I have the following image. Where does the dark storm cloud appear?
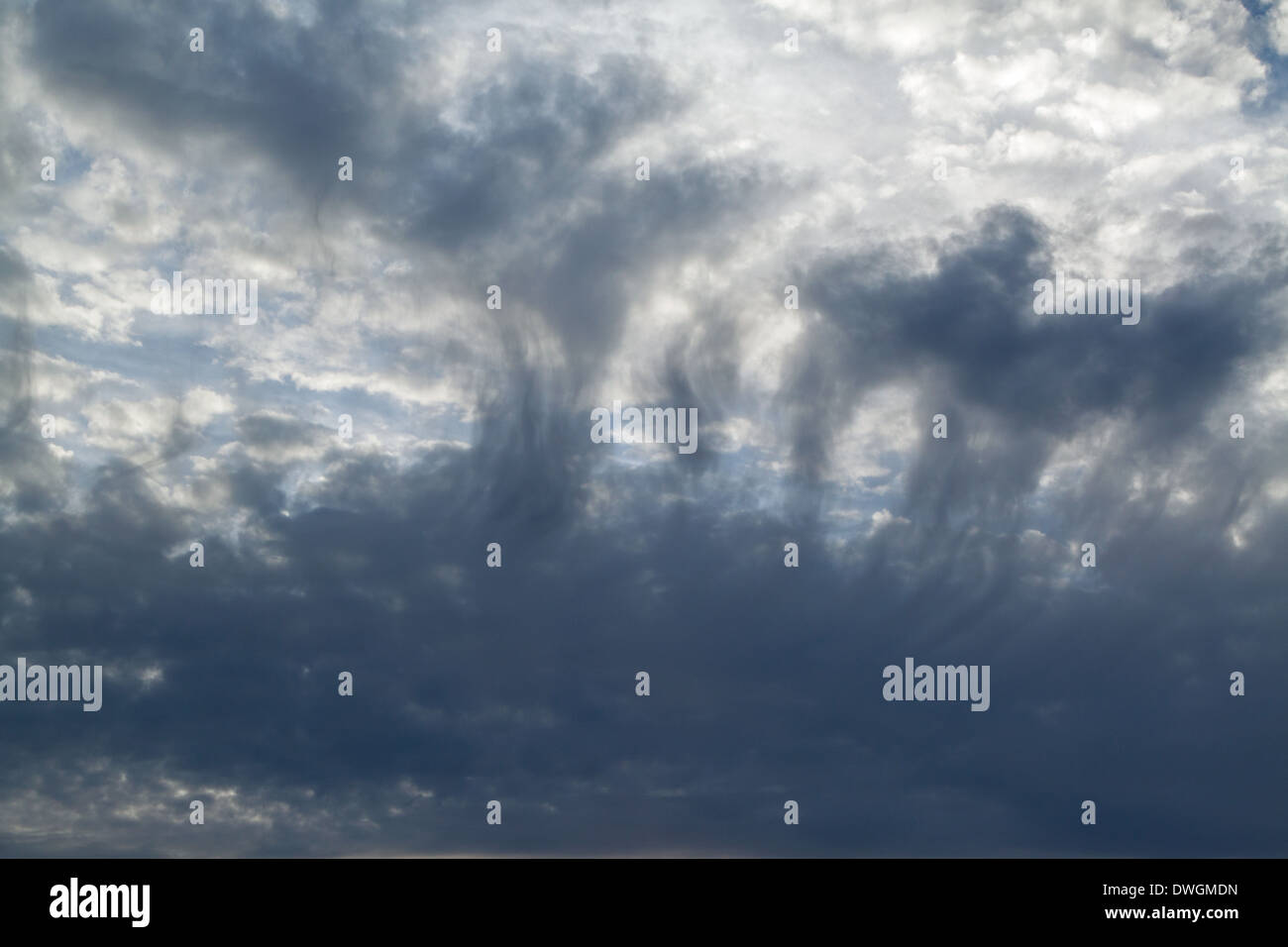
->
[0,198,1288,854]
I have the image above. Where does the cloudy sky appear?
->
[0,0,1288,856]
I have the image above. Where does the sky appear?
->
[0,0,1288,857]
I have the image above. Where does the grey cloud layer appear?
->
[0,3,1288,856]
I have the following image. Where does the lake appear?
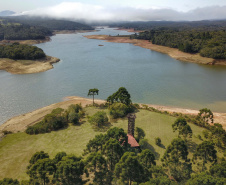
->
[0,28,226,124]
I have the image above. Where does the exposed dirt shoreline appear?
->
[0,56,60,74]
[85,35,226,65]
[0,96,226,133]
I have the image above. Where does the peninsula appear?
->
[85,35,226,65]
[0,56,60,74]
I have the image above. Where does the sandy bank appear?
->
[53,30,96,35]
[0,96,226,132]
[85,35,226,65]
[0,37,51,45]
[0,56,60,74]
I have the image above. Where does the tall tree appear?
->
[193,141,217,171]
[88,88,99,105]
[198,108,213,126]
[161,138,192,182]
[107,87,132,105]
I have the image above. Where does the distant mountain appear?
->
[0,10,16,16]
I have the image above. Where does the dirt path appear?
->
[0,96,226,133]
[0,56,60,74]
[85,35,226,65]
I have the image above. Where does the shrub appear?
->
[110,103,129,119]
[155,137,162,146]
[88,111,108,127]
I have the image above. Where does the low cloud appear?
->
[17,2,226,22]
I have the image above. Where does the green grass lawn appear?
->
[0,107,207,180]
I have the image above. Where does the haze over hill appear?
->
[0,10,16,16]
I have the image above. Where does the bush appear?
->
[155,137,162,146]
[88,111,108,127]
[110,103,129,119]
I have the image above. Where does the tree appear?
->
[55,155,85,185]
[106,127,128,148]
[193,141,217,171]
[103,138,124,171]
[88,111,108,127]
[172,117,192,139]
[0,178,20,185]
[161,138,192,182]
[114,152,149,185]
[186,172,225,185]
[209,123,226,148]
[198,108,213,126]
[88,88,99,105]
[155,137,162,146]
[107,87,132,106]
[210,161,226,178]
[109,103,129,119]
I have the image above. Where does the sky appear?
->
[0,0,226,21]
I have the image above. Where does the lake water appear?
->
[0,28,226,124]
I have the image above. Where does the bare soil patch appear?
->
[0,56,60,74]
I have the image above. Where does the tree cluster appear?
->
[25,104,84,135]
[0,24,52,40]
[1,16,94,31]
[0,42,46,60]
[131,28,226,59]
[107,87,135,119]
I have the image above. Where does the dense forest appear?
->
[131,28,226,59]
[0,87,226,185]
[0,43,46,60]
[0,24,52,40]
[109,20,226,31]
[0,16,93,40]
[111,21,226,59]
[1,16,94,31]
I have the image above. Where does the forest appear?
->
[110,21,226,59]
[1,16,94,31]
[0,42,46,60]
[131,28,226,59]
[0,87,226,185]
[0,24,52,40]
[0,16,93,40]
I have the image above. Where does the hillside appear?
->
[0,102,222,184]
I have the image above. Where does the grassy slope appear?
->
[0,108,203,180]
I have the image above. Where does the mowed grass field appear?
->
[0,107,207,180]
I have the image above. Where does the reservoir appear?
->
[0,28,226,124]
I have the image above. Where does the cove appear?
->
[0,28,226,124]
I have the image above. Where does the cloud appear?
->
[17,2,226,22]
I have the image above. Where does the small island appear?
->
[0,42,60,74]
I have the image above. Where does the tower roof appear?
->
[127,134,140,147]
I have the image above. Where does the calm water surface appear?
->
[0,28,226,124]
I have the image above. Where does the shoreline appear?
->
[84,35,226,66]
[0,56,60,74]
[0,96,226,135]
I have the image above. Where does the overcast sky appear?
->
[0,0,226,21]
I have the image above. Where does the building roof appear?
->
[127,134,140,147]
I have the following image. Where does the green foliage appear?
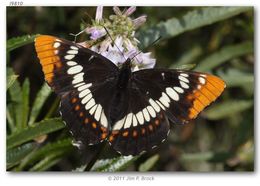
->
[7,118,65,149]
[6,7,254,172]
[139,7,252,46]
[196,41,254,71]
[138,154,160,172]
[7,35,37,52]
[91,156,139,172]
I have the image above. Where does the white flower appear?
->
[82,6,156,71]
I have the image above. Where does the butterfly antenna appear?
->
[103,26,127,60]
[69,12,92,43]
[69,29,85,43]
[131,36,162,61]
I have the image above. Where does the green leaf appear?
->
[6,68,19,90]
[196,41,253,72]
[218,69,254,88]
[18,138,73,170]
[20,79,30,128]
[174,64,196,70]
[29,83,51,125]
[6,143,36,169]
[180,151,232,162]
[29,149,68,171]
[139,154,159,172]
[7,118,65,149]
[7,35,37,52]
[8,74,23,129]
[138,7,253,48]
[205,100,254,120]
[91,155,139,172]
[170,46,202,69]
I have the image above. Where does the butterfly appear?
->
[35,35,226,155]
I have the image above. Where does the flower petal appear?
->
[96,6,103,22]
[124,6,136,16]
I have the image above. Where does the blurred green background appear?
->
[6,7,254,171]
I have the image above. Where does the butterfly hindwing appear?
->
[35,36,118,144]
[35,36,225,155]
[35,35,118,94]
[109,69,225,155]
[133,69,225,123]
[109,86,169,155]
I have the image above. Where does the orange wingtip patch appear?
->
[35,35,62,83]
[188,75,226,119]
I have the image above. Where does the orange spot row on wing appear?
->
[187,75,226,119]
[35,35,62,83]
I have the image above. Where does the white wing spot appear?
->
[89,105,97,115]
[72,72,84,84]
[53,42,60,48]
[67,61,77,66]
[133,114,137,127]
[159,92,170,108]
[113,117,125,130]
[143,108,150,122]
[124,113,133,129]
[67,65,83,74]
[147,106,156,118]
[161,72,165,80]
[85,98,96,110]
[70,46,79,50]
[64,55,75,60]
[180,81,189,89]
[67,50,78,54]
[173,87,184,93]
[136,111,144,125]
[81,93,92,104]
[100,110,108,127]
[78,83,92,91]
[79,89,90,98]
[179,76,190,83]
[88,56,95,61]
[199,77,206,84]
[156,100,165,110]
[94,104,102,121]
[180,73,189,77]
[166,87,179,101]
[149,99,161,112]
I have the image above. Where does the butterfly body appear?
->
[35,36,225,155]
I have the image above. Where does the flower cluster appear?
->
[81,6,156,71]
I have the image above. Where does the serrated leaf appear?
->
[28,83,51,125]
[6,75,19,90]
[6,143,36,169]
[205,100,254,120]
[21,79,30,128]
[174,64,196,70]
[139,154,159,172]
[18,138,73,170]
[8,75,23,129]
[7,118,65,149]
[90,155,139,172]
[196,41,253,72]
[180,151,232,162]
[138,7,253,48]
[29,149,68,171]
[7,35,37,52]
[170,46,202,69]
[219,69,254,88]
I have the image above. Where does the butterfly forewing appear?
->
[35,36,118,144]
[133,69,225,123]
[35,36,225,155]
[109,69,225,155]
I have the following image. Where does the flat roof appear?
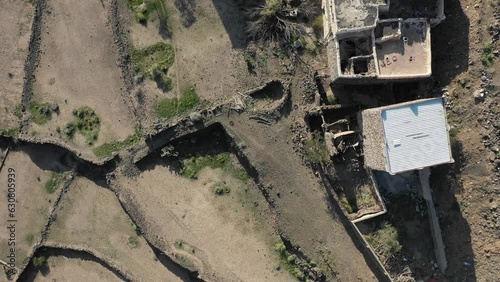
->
[380,98,453,174]
[334,0,386,29]
[375,20,432,77]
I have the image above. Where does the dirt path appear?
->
[0,0,34,129]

Task directions:
Switch "appear" to "show up" everywhere in the listing above, and write out all of its lines again with nothing else altered. Leave the pictures out.

Answer for this exercise:
I have the following image. Where does the dark storm cloud show up?
->
[0,198,1288,854]
I have the image above. Where does the cloudy sky show up?
->
[0,0,1288,856]
I have the image above. Where does the sky show up?
->
[0,0,1288,857]
I have the image above. Where does the grey cloud layer show up?
->
[0,3,1288,856]
I have the following image. Where does the lake show up?
->
[0,28,226,124]
I have the image above. Where does the exposed dirt shoreline show up?
->
[0,56,60,74]
[85,35,226,65]
[0,96,226,133]
I have the image above. Where does the peninsula show up?
->
[85,35,226,65]
[0,56,60,74]
I have the image above. Where does the sandy bank show up?
->
[53,30,96,35]
[0,96,226,132]
[85,35,226,65]
[0,37,51,45]
[0,56,60,74]
I have the image above. Where does the tall tree show up?
->
[193,141,217,171]
[88,88,99,105]
[198,108,213,126]
[161,138,192,182]
[107,87,132,105]
I have the image above. Where does the distant mountain show up?
->
[0,10,16,16]
I have the image above. Where does the dirt path show up?
->
[0,96,226,133]
[0,56,60,74]
[85,35,226,65]
I have the image above. Where does the shrub show up?
->
[110,103,129,119]
[155,137,162,146]
[88,111,108,127]
I have the image above. Where does the low cloud show up?
->
[17,2,226,22]
I have the image above. Where does the green grass lawn show up?
->
[0,107,207,180]
I have the image above. Where does the haze over hill show up?
->
[0,10,16,16]
I have the image above. Where does the bush show up?
->
[155,137,162,146]
[88,111,108,127]
[110,103,129,119]
I have the image above. Where does the tree show up?
->
[55,155,85,185]
[106,127,128,148]
[193,141,217,171]
[103,138,124,171]
[88,111,108,127]
[172,117,192,139]
[0,178,20,185]
[161,138,192,182]
[114,152,149,185]
[186,172,225,185]
[209,123,226,148]
[198,108,213,126]
[88,88,99,105]
[155,137,162,146]
[107,87,132,106]
[210,161,226,178]
[109,103,129,119]
I have the image above. Where does the sky show up?
->
[0,0,226,21]
I have the image above. Where does the lake water show up?
->
[0,28,226,124]
I have the image above. Where does the bare soil patch show up?
->
[0,56,60,74]
I have the image above. Where does the tree cluster show up?
->
[25,104,84,135]
[0,24,52,40]
[1,16,94,31]
[0,42,46,60]
[131,28,226,59]
[107,87,135,119]
I have the image above. Where does the dense forest show up?
->
[131,28,226,59]
[0,87,226,185]
[0,43,46,60]
[0,24,52,40]
[109,20,226,31]
[0,16,93,40]
[111,21,226,59]
[1,16,94,31]
I have the image above. Where does the forest show up?
->
[110,21,226,59]
[1,16,94,31]
[0,42,46,60]
[131,28,226,59]
[0,87,226,185]
[0,24,52,40]
[0,16,93,40]
I have the image above. Where does the hillside show up?
->
[0,102,222,184]
I have the image above. Where does the grassy slope show up?
->
[0,108,203,180]
I have the image above. Where does the mowed grass field show up?
->
[0,107,207,180]
I have the image above. Where does the reservoir show up?
->
[0,28,226,124]
I have the image above. Where does the cove show up?
->
[0,28,226,124]
I have the image above. Where does the cloud show up?
->
[17,2,226,22]
I have the image above. Where does the small island show up?
->
[0,42,60,74]
I have the image above. Where does the tower roof show up?
->
[127,134,140,147]
I have the image above. Where does the calm water surface show up?
->
[0,28,226,124]
I have the image above. Where does the shoreline show up?
->
[84,35,226,66]
[0,56,60,74]
[0,96,226,135]
I have the image above. Where does the overcast sky show up?
->
[0,0,226,21]
I have the image above. Where does the building roof show up?
->
[127,134,140,147]
I have the following image. Where does the green foliage show up?
->
[7,118,65,149]
[6,7,254,172]
[139,7,252,46]
[196,41,254,71]
[138,154,160,172]
[7,35,37,52]
[91,156,139,172]
I have the image above. Where does the white flower show up?
->
[82,6,156,71]
I have the image above. Where does the butterfly antenna show up?
->
[103,26,127,60]
[69,12,92,43]
[69,29,85,43]
[131,36,162,61]
I have the image above. Where does the green leaf show up?
->
[6,68,19,90]
[196,41,253,72]
[218,69,254,88]
[18,138,73,170]
[20,79,30,128]
[174,64,196,70]
[29,83,51,125]
[6,143,36,169]
[180,151,232,162]
[29,149,68,171]
[139,154,159,172]
[7,118,65,149]
[7,35,37,52]
[8,74,23,129]
[138,7,253,48]
[205,100,254,120]
[91,155,139,172]
[170,46,202,69]
I have the image above. Where does the butterfly show up?
->
[35,35,226,155]
I have the image above. Where does the flower petal show up?
->
[96,6,103,22]
[124,6,136,16]
I have the image above. Where does the blurred green background show up?
->
[6,7,254,171]
I have the image above. Where does the butterfly hindwing show up?
->
[35,36,118,144]
[35,36,225,155]
[35,35,118,94]
[109,69,225,155]
[133,69,225,123]
[109,86,169,155]
I have the image above. Where does the orange wingtip patch show up?
->
[35,35,62,83]
[188,75,226,119]
I have the image above. Where does the orange spot row on wing show up?
->
[187,75,226,119]
[35,35,62,83]
I have the image above. Where does the white wing spot show up?
->
[89,105,97,115]
[72,72,84,84]
[53,42,60,48]
[67,61,77,66]
[133,114,137,127]
[159,92,170,108]
[113,117,125,130]
[143,108,150,122]
[124,113,133,129]
[67,65,83,74]
[147,106,156,118]
[161,72,165,80]
[85,98,96,110]
[70,46,79,50]
[64,55,75,60]
[180,81,189,89]
[67,50,78,54]
[173,87,184,93]
[136,111,144,125]
[81,93,92,104]
[100,110,108,127]
[78,83,92,91]
[79,89,90,98]
[179,76,190,83]
[88,56,95,61]
[199,77,206,84]
[156,100,165,110]
[94,104,102,121]
[180,73,189,77]
[166,87,179,101]
[149,99,161,112]
I have the image above. Where does the butterfly body show up?
->
[35,36,225,155]
I have the image above. Where does the flower cluster show up?
->
[81,6,156,71]
I have the image above. Where does the serrated leaf show up?
->
[28,83,51,125]
[6,75,19,90]
[6,143,36,169]
[205,100,254,120]
[21,79,30,128]
[174,64,196,70]
[139,154,159,172]
[18,138,73,170]
[8,75,23,129]
[7,118,65,149]
[90,155,139,172]
[196,41,253,72]
[180,151,232,162]
[138,7,253,48]
[29,149,68,171]
[7,35,37,52]
[170,46,202,69]
[219,69,254,88]
I have the image above. Where does the butterfly forewing show up?
->
[35,36,118,144]
[133,69,225,123]
[35,36,225,155]
[109,69,225,155]
I have the following image. Where does the flat roof show up?
->
[380,98,453,174]
[334,0,386,29]
[375,20,432,77]
I have the image above. Where does the dirt path show up?
->
[0,0,34,129]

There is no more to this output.